Segment Start: EXTRACTED MATERIAL

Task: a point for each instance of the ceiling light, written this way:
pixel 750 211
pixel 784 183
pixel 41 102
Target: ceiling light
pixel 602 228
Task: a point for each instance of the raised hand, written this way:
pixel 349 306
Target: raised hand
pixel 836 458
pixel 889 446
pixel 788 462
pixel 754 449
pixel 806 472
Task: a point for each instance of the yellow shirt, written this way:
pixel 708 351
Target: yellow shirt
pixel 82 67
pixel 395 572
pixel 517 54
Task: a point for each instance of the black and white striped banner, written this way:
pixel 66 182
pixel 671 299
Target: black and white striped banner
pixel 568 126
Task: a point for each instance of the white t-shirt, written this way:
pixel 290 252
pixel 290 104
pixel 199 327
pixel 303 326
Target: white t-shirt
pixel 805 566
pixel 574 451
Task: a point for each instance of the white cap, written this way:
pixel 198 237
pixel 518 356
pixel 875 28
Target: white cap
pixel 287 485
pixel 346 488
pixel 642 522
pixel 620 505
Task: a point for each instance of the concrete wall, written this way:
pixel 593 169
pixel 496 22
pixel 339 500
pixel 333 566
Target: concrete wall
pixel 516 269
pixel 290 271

Segment End: EXTRACTED MATERIAL

REQUIRED WORK ->
The data above needs to be retyped in full, exactly as given.

OUTPUT FOR THIS EXERCISE ->
Task: a point for each instance of the ceiling light, written this way:
pixel 750 211
pixel 784 183
pixel 41 102
Target: ceiling light
pixel 602 228
Task: a point for each instance of the raised hand, written this way:
pixel 349 306
Target: raised hand
pixel 836 458
pixel 889 446
pixel 788 462
pixel 754 449
pixel 806 472
Task: a point for each instance of the yellow shirt, written this way:
pixel 708 351
Target: yellow shirt
pixel 82 67
pixel 395 572
pixel 517 54
Task: a point for each instance of the black and white striped banner, written this way:
pixel 66 182
pixel 671 299
Target: black and white striped banner
pixel 568 126
Task: a point for each instance of the white t-shirt, written this way:
pixel 290 252
pixel 290 104
pixel 199 327
pixel 303 326
Target: white t-shirt
pixel 805 566
pixel 574 451
Task: a point for each instance of the white cap, written this way:
pixel 198 237
pixel 518 356
pixel 875 28
Target: white cap
pixel 287 485
pixel 346 488
pixel 642 522
pixel 620 505
Task: a point for each instance of the concrete wall, written this way:
pixel 593 169
pixel 496 22
pixel 339 500
pixel 333 566
Target: concrete wall
pixel 516 269
pixel 290 271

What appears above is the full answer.